> **DATA FOR THIS EXERCISE**
--- --- ---

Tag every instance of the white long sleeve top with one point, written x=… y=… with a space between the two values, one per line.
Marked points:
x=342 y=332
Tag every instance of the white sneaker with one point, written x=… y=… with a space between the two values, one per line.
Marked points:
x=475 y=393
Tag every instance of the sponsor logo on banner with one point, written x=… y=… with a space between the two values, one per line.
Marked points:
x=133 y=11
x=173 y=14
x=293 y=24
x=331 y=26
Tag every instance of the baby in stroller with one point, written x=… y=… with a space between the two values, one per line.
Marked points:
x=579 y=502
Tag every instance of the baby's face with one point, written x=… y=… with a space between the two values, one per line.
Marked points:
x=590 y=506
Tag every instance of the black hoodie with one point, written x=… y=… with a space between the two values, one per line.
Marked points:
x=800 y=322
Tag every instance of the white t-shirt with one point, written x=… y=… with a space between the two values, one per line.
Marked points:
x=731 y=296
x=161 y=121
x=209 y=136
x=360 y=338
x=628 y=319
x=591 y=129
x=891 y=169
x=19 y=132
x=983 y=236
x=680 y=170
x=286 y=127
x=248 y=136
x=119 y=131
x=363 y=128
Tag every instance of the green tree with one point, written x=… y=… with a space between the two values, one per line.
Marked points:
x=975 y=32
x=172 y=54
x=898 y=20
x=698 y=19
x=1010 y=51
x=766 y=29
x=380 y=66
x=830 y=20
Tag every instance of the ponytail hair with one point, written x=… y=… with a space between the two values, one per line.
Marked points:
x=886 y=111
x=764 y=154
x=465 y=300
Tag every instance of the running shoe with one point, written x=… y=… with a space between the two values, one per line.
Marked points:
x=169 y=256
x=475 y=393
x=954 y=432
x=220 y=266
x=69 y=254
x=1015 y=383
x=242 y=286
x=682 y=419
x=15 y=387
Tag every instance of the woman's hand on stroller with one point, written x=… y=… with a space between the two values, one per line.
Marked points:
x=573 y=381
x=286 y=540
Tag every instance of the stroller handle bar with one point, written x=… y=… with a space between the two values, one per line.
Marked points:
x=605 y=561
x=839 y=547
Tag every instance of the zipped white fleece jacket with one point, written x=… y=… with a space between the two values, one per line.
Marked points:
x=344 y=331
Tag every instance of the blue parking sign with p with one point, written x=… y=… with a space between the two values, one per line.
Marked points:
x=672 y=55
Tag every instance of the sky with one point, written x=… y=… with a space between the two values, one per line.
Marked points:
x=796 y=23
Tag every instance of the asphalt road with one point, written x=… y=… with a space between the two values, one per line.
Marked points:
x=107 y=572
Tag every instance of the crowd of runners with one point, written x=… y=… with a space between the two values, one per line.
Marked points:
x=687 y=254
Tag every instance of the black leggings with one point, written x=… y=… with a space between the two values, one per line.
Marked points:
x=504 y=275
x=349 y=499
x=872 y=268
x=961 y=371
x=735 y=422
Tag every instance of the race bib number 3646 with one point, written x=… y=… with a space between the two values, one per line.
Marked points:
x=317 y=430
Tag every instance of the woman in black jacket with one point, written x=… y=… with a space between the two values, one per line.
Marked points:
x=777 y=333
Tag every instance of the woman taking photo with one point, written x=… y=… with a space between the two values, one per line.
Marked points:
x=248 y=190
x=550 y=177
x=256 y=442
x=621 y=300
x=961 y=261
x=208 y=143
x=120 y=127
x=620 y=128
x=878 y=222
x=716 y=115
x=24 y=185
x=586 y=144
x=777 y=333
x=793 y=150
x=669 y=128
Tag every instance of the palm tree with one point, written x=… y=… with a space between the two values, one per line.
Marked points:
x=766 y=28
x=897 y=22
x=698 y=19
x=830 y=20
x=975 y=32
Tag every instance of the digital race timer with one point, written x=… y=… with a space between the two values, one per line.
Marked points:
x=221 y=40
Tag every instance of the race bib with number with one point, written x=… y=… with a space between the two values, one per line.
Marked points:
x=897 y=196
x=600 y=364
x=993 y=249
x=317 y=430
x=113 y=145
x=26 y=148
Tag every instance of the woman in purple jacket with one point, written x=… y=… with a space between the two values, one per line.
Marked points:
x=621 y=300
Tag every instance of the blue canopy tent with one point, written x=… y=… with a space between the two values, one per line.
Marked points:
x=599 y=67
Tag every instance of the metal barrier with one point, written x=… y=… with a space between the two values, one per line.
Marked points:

--- --- ---

> **PROBLEM REQUIREMENTS**
Rescale the part of the data that opens with the line containing "Tag every instance of the crowd" and closes with the line containing "x=735 y=422", writing out only those lines, requests included, with each marked point's x and y coordinates multiplied by 2.25. Round each result to a whole number, with halves rounded up.

> **SOLUTION TO THIS TASK**
Tag every instance of the crowd of runners with one point, written x=… y=… with a space between the two values, one per line.
Marked points:
x=1546 y=572
Tag every instance of the black leggings with one point, written x=… y=… with a space between the two values, one per line.
Marked points:
x=1134 y=619
x=785 y=1123
x=1962 y=603
x=2162 y=835
x=1654 y=950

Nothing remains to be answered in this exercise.